- _Exercise_
Please lay out the records below as a JSON list of strings, from the line with "For the benchmark, mark every instance of the fingertip" up to and including the final line, one string per line, with blank lines left out.

▼

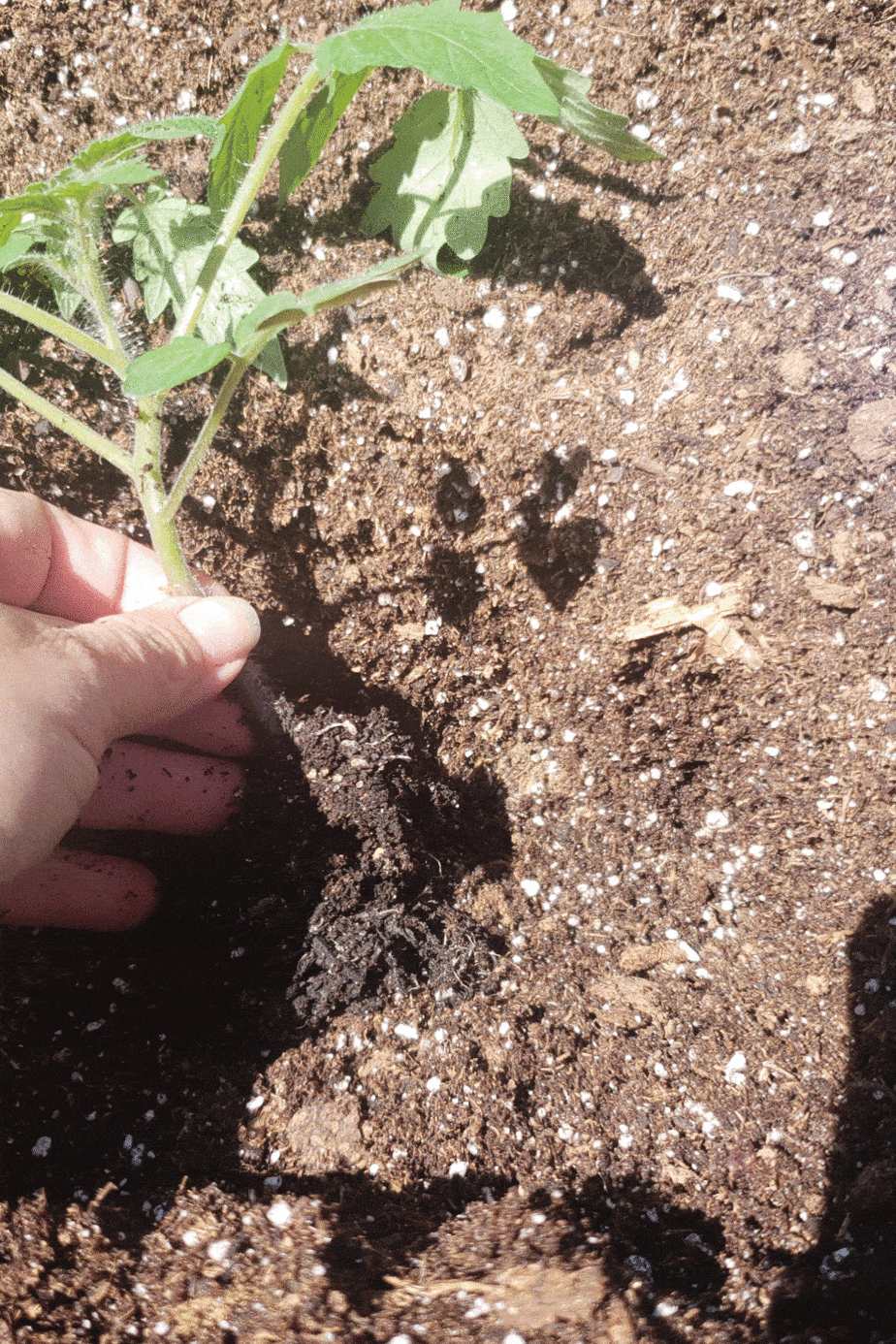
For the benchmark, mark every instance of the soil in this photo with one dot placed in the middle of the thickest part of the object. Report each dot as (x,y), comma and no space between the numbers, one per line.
(547,988)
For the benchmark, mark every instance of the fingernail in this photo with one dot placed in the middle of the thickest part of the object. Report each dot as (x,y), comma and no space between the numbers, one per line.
(226,626)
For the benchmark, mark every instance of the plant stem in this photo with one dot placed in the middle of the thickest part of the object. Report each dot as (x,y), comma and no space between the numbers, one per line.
(67,424)
(240,205)
(63,330)
(150,491)
(194,460)
(90,273)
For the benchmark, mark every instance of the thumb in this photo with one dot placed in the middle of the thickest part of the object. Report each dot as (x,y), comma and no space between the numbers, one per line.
(125,674)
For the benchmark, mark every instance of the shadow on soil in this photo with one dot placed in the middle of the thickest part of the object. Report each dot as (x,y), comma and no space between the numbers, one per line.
(129,1058)
(844,1288)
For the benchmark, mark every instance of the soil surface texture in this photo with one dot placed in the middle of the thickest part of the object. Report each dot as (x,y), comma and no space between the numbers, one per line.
(546,989)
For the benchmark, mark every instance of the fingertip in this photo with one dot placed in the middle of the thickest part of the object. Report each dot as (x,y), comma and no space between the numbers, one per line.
(73,890)
(226,627)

▲

- _The solution_
[
  "For the benchmark, mark every instance of the fingertip in this photo with one dot placed in the middle of the thickest part of the object. Report each dot as (x,y), comma and no space between the numbers, one per line.",
  "(73,890)",
  "(226,627)"
]